*Goal*
Nothing should be left out: output all of the entries exactly.
◇ ◇ ◇ ◇ ◇ ◇ ◇
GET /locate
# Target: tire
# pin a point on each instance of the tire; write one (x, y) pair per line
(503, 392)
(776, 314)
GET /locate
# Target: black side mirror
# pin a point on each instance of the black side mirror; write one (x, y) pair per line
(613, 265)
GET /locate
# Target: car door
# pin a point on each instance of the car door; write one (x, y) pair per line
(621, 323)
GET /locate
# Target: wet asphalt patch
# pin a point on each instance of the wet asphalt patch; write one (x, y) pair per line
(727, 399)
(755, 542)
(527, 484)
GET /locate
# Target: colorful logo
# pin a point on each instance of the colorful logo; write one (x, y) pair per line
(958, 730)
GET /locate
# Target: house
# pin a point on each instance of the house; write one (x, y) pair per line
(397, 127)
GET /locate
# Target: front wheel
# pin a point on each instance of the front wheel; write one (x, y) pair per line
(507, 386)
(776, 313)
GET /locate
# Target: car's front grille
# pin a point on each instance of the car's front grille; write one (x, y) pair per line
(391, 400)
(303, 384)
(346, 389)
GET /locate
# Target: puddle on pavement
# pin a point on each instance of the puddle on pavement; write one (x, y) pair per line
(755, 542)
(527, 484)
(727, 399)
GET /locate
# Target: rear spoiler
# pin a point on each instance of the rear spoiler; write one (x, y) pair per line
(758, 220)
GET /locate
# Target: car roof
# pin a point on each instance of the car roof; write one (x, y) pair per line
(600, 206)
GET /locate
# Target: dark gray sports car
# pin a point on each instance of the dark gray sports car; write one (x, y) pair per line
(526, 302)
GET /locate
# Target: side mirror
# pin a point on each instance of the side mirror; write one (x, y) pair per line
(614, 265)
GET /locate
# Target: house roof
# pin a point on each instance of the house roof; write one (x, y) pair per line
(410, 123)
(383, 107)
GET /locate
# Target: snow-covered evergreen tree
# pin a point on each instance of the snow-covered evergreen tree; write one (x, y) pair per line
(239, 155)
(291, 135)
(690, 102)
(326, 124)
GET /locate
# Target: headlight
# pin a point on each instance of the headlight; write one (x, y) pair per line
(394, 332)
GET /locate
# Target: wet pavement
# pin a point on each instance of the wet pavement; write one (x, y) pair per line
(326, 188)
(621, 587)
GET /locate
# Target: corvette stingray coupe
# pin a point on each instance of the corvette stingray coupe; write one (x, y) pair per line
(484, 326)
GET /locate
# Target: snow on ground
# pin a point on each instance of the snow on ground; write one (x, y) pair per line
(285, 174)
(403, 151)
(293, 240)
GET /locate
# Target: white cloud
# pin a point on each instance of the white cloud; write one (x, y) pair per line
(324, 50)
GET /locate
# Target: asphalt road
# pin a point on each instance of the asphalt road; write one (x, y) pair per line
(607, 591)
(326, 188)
◇ ◇ ◇ ◇ ◇ ◇ ◇
*Finished exercise*
GET /locate
# Target: tire
# pin a point on each instance of the tire; write one (x, y) pair per line
(503, 392)
(776, 314)
GET /locate
# Target: black side mirror
# pin a point on each instance of the black side mirror; write one (x, y) pair per line
(613, 265)
GET /locate
# Target: car door
# pin a point on each instance of the car door; write one (x, y) pair per line
(621, 323)
GET /locate
# Target: wet asphalt patch
# pin a point on each instance of the wet asphalt patch; write one (x, y) pair per line
(727, 399)
(755, 542)
(527, 484)
GET /locate
# Target: colorful logo
# pin a point on each instance of the colorful logo; write one (x, y) pair per line
(958, 730)
GET /locate
# Target: house
# pin a point on each instance of the house; write one (x, y) pair per line
(397, 127)
GET /locate
# Target: front wheel
# pin a point on each instance of the front wheel; write one (x, y) pair per line
(507, 386)
(776, 313)
GET /locate
# Target: car's front grille
# pin a point on each instance of the car's front grille; write one (x, y) pair per line
(391, 400)
(303, 384)
(346, 389)
GET /locate
# Target: puddle on pavement
# pin a point on each instance of the puddle on pavement; write one (x, y) pair per line
(755, 542)
(527, 484)
(727, 399)
GET /locate
# Target: rear spoiler
# pin a point on each instance of the rear spoiler; write one (x, y) pair per line
(758, 220)
GET /locate
# Target: car roof
# pin a point on each instance of the car roof; write one (x, y) pair per line
(600, 206)
GET /locate
# Target: dark gray sports car
# pin a point on each instance of the dark gray sports car; write one (x, y) pair per line
(526, 302)
GET /locate
# Target: side mirror
# pin a point on each instance of the side mirror; write one (x, y) pair per line
(614, 265)
GET /locate
# Target: house roof
# pin a point on each instance of the house roof; write one (x, y) pair per line
(410, 123)
(383, 107)
GET /locate
# Target: snow-covered evergreen tree
# pin a point on each instance of the snow-covered evergreen tree; write one (x, y) pair per line
(239, 155)
(291, 135)
(690, 102)
(326, 124)
GET /locate
# Target: headlight
# pin a point on each instance of the headlight; write one (x, y) pair per line
(394, 332)
GET /locate
# Target: wet pavement
# pin a point on each instance of the wet pavement; write one (x, y) pair per line
(326, 188)
(621, 587)
GET /locate
# Target: corvette stingray coupe
# pin a point on each instance of the corvette stingray coupe; write one (x, y) pair per line
(484, 326)
GET /locate
# Target: snow on ground
# pin a point on each instance of the snow on ground; write one (x, y) pair per line
(285, 174)
(403, 151)
(293, 240)
GET /locate
# Target: white cloud
# pin a point on each instance of the white cloud; write one (x, y) pair per line
(324, 50)
GET /locate
# Target: asphalt road
# pin a point on each instance of the asphalt road; write one (x, y) pair per line
(607, 591)
(326, 188)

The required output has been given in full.